* Texto de la página:

----------------------------------------

Dedicado al pueblo japonés, a mis compañeros de la Cámara Júnior de Japón, a mi amiga Cristina Akiko Miyazawa y a mi maestro de karate, Shoko Sato.
“Por más larga y oscura que sea la noche, el sol siempre vuelve a brillar”. Frase popular.
Mi Academia (la mejor de todas, para aquellos graduados de otras Academias que tienen a bien leerme) se llevó a cabo en dos ciudades; primero en Miyazaki, una preciosa localidad en el sur de Japón, y luego en Hiroshima. Si bien el evento fue fundamentalmente uno de intensa formación, el programa incluía también visitas turísticas. Finalizada la porción del programa correspondiente a Miyazaki, nos dividimos en grupos de 5 ó 6 personas para tomar el Shinkansen o tren bala, dirigirnos a Hiroshima y pasear luego por diferentes lugares de la ciudad. Estábamos aún en los estertores de la Guerra Fría, el Muro de Berlín había caído apenas meses antes y una de mis compañeras de viaje fue la delegada alemana; otro de los souvenirs que conservo es el trozo del muro que ella nos obsequió, que arrancó de la miserable pared con sus propias manos en Noviembre de 1989.

----------------------------------------

[Registros de anotación por puntos]
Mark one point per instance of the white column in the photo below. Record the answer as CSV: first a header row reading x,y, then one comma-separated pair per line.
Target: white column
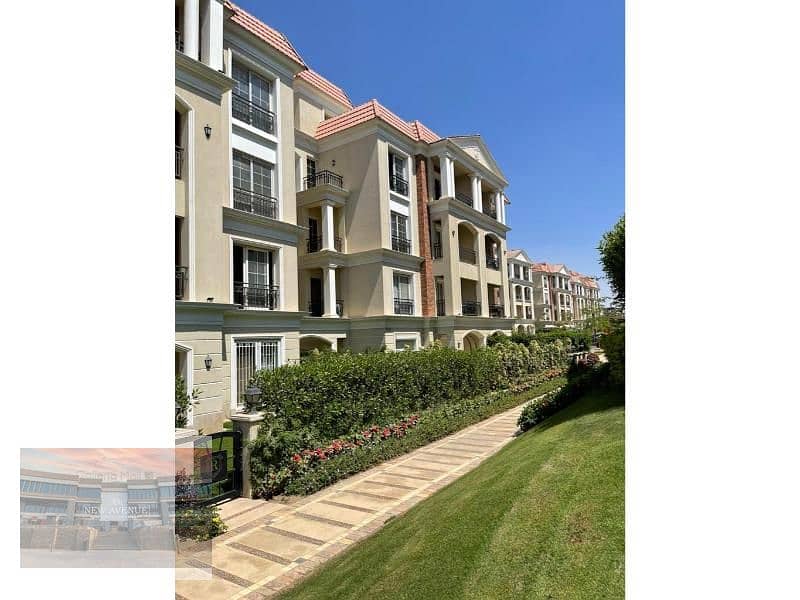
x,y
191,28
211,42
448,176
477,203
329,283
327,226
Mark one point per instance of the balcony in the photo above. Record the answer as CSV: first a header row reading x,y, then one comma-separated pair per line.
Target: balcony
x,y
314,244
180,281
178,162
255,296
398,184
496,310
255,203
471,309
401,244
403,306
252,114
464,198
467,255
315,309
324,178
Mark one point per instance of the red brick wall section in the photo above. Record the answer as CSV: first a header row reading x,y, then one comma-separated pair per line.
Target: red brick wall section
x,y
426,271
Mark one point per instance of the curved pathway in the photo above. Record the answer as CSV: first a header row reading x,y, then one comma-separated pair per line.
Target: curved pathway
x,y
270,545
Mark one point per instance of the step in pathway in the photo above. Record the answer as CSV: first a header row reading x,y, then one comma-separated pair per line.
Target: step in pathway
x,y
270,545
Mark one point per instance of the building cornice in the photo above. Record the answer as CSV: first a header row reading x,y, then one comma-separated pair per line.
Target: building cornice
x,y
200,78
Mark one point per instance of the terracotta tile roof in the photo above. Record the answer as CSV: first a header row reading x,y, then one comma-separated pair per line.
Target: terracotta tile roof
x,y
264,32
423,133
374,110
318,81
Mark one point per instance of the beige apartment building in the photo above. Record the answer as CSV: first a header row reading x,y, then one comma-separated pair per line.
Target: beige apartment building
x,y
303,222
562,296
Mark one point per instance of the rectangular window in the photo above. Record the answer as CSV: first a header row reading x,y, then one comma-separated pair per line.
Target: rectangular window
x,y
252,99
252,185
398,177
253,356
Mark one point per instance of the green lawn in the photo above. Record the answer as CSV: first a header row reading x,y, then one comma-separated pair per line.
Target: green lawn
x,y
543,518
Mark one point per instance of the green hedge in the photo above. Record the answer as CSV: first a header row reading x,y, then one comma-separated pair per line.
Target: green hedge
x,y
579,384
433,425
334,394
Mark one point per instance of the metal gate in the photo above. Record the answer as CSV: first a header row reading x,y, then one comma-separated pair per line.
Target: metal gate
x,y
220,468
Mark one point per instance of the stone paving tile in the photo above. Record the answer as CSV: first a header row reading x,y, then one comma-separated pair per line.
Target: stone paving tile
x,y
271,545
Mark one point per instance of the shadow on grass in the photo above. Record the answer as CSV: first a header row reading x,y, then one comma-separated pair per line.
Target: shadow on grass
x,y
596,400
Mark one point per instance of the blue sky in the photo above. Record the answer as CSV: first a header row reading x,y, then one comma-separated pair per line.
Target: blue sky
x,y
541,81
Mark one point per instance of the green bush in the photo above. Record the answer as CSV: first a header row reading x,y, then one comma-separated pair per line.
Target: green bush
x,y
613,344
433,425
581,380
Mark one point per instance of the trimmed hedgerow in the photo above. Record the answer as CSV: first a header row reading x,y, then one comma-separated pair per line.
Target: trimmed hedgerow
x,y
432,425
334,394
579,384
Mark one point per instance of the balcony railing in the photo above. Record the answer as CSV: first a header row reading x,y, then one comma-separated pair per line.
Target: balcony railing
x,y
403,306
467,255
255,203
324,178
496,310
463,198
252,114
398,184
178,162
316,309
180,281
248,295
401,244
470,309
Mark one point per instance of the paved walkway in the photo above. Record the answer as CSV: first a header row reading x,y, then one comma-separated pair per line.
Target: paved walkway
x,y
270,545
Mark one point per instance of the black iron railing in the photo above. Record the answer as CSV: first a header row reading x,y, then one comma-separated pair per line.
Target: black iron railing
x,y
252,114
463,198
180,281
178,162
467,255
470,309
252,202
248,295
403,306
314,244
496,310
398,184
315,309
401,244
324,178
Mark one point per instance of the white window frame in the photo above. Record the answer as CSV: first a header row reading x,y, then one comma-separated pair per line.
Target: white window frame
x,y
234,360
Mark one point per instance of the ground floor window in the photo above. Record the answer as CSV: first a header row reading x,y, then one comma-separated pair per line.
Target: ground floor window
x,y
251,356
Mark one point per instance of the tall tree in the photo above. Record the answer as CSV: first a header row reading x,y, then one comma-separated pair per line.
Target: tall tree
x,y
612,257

----------------------------------------

* Problema a resolver: Prosigue el relato sobre la Academia en Miyazaki e Hiroshima a partir de su última oración. El material no hace falta para resolver nada.

* Respuesta al ejercicio:
Durante mi Academia, en aquel 1990, no llamé a ninguno de mis compañeros japoneses por el nombre de su país, que en japonés se pronuncia “nihon” o “nippon” y que etimológicamente significa “El Origen del Sol”. Cuando se habla del Japón como “El País del Sol Naciente”, se hace referencia a esa etimología, que está también plasmada gráficamente en su bandera. Sin embargo, allá en Hiroshima, en el Jardín Shukkei-en, supe que los japoneses habían hecho honor a su nombre. Sé, sin duda alguna, que podrán hacerlo de nuevo.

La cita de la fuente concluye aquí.